Please give back the listing exactly, without any of its pictures.

SOURCE DATA:
[Start of Attachment]
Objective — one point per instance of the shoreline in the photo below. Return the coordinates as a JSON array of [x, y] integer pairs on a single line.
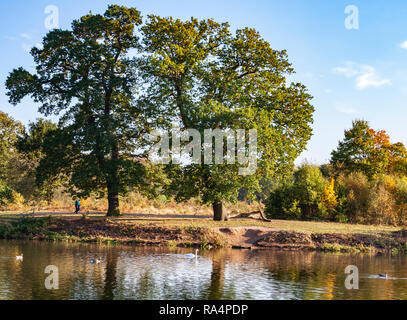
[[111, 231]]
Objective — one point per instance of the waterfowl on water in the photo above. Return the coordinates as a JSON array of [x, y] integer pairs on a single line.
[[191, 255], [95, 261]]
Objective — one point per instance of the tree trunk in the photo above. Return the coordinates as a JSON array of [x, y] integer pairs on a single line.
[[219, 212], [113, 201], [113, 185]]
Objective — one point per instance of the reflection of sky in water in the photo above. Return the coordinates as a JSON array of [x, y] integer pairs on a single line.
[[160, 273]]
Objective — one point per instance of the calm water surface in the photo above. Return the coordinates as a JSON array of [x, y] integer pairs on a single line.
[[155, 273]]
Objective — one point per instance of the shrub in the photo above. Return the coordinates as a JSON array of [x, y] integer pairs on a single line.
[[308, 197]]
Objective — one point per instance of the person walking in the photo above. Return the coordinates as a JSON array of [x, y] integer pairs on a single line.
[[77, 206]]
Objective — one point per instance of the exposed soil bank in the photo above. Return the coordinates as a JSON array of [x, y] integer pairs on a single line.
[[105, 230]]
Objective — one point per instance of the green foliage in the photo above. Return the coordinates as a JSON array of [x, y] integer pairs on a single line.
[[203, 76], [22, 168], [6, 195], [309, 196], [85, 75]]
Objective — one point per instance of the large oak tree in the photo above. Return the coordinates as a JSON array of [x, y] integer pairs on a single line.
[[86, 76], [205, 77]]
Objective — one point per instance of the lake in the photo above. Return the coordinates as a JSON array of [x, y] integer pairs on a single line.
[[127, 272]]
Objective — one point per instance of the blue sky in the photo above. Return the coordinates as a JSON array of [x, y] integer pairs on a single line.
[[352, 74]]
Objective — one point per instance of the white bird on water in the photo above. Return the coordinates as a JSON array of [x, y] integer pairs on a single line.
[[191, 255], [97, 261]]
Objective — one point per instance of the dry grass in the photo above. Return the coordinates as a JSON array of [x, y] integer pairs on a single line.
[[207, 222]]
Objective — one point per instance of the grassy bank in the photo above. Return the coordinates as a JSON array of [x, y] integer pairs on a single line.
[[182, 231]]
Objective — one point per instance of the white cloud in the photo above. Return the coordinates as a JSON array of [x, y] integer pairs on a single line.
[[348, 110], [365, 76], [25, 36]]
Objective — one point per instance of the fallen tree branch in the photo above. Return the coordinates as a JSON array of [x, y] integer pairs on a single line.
[End of Attachment]
WRITTEN ANSWER:
Objective — one point per instance of the shoreline in the photo below. Return the coordinates as a JSON array of [x, y] integer pairs on a single line.
[[111, 231]]
Objective — one point per instance of the waterfowl on water in the photo above. Return the coordinates as a JSON array of [x, y] integer pairs on a single line.
[[191, 255], [95, 261]]
Objective — one point per instance of the tree trunk in the photo above. Return the coordinates as a JSON array of [x, y] integer pairs on a single line.
[[219, 212], [113, 201], [113, 185]]
Objective — one point per instance of the reflection of sky in water in the photo above. Return the coordinates as a JSON array of [x, y] integer pairs on a single line.
[[160, 273]]
Objective — one point per instance of the calm water surface in the photo above. Return the coordinates as a JSON array of [x, y] integer pairs on a single line.
[[155, 273]]
Objective — one point per instance of the shrub in the photo above. Return the coordinates as a JSON array of [x, y] integer pairs on a single line.
[[308, 197]]
Objective — one point per instance of the person walking in the photo above. Return the coordinates as a JSON array of [x, y] integer pairs on a single line.
[[77, 206]]
Objective — one point per instance of the exposed soil bank in the photo above. Return the coordinates as a JSON array of [x, y] integer pairs on a single line.
[[105, 230]]
Objective — one point per instance of the green foliage in the photo above. Return the coordinates as a JSON array of [x, y] integer pairs on a single line.
[[203, 76], [22, 168], [6, 195], [309, 196], [85, 75]]
Objective — one point per instance of the large oak tree in the photo above. Return the coordinates as a JSON array of [x, y] integer pairs on a single line.
[[86, 76], [205, 77]]
Objective — one point per instance of the lake in the photo above. Return the coordinates as a JSON array of [x, y] integer pairs on a single line.
[[127, 272]]
Objective — one point per instance of the blue sky in the photo above. Return the coordinates as a JSON array of [x, y] integer pairs on a single line.
[[352, 74]]
Objective — one point per instance of the white bird on water in the photo above. Return the coordinates as a JSON array of [x, y] integer pairs on a single line.
[[191, 255], [97, 261]]
Objective — one point per instance of the dry grass in the photo above. Return the coordinates as a JSON array of [x, y] integer pairs on a single line.
[[207, 222]]
Objective — one point per instance of the grassy bank in the photo above. Return the coordinates as a JSON array of [x, y] integer pairs on a single line.
[[182, 231]]
Objective — one point per instance of the white cloud in the photo above. Return the coordinates as a JSON array of [x, y] integer pairs on a single line.
[[348, 110], [365, 76], [25, 36]]
Objective — one point per instance of the fallen tree branch in the photo above. Return the coordinates as a JSON array of [x, y] integer pairs on a single line.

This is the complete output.